▸ **What the exercise asks**: Please gather every line in the items below that contains the word "front", copying each such line in full. Case counts.
BEGIN Material shown
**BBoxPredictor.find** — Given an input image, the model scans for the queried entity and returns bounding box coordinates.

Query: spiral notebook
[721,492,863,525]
END Material shown
BEGIN Material shown
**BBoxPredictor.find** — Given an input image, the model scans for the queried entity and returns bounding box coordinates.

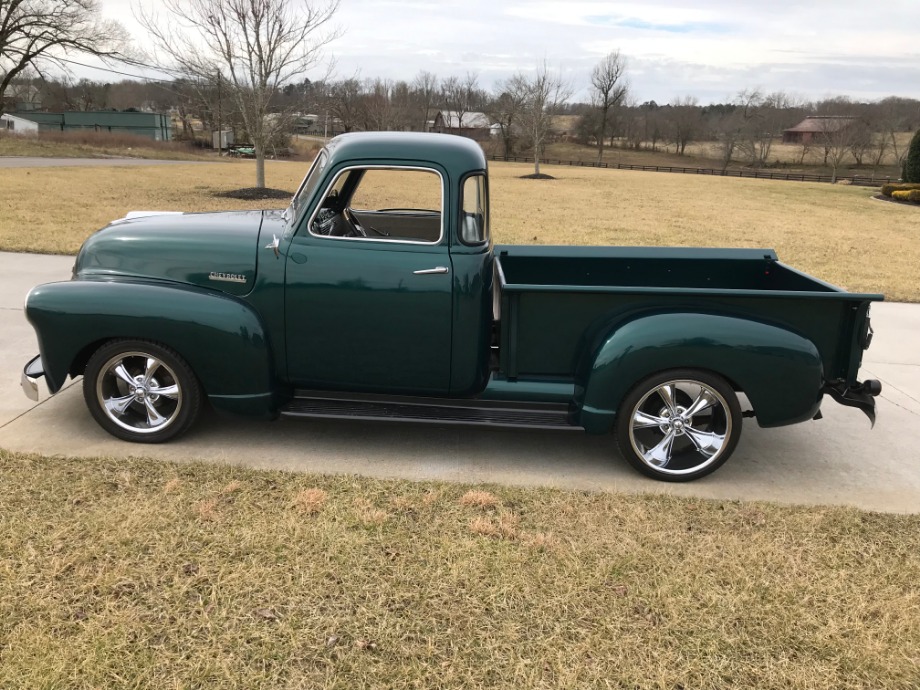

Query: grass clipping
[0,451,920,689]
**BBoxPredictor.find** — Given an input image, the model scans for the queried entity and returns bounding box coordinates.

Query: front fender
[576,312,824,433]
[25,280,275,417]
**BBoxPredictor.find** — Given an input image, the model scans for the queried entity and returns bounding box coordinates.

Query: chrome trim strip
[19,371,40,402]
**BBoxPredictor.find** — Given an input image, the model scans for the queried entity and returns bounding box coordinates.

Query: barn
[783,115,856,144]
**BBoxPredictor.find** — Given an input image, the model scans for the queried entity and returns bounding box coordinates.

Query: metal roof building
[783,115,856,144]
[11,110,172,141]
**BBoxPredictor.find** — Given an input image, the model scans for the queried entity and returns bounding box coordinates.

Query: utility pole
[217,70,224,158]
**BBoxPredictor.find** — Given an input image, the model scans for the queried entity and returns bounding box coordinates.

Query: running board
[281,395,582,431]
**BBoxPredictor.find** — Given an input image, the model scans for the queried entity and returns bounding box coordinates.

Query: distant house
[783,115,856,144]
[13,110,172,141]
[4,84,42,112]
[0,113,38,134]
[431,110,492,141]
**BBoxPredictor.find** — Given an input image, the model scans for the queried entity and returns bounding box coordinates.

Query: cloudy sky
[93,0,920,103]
END Material shown
BEGIN Material shown
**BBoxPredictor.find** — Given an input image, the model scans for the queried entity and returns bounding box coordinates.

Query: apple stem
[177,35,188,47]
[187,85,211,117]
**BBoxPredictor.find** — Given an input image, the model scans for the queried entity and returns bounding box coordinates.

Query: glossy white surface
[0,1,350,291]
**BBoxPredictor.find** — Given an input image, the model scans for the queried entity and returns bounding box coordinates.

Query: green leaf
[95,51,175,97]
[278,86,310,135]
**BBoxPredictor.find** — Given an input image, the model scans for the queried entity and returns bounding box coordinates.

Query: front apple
END Material shown
▸ **Answer to the problem**:
Query: front fender
Query: front apple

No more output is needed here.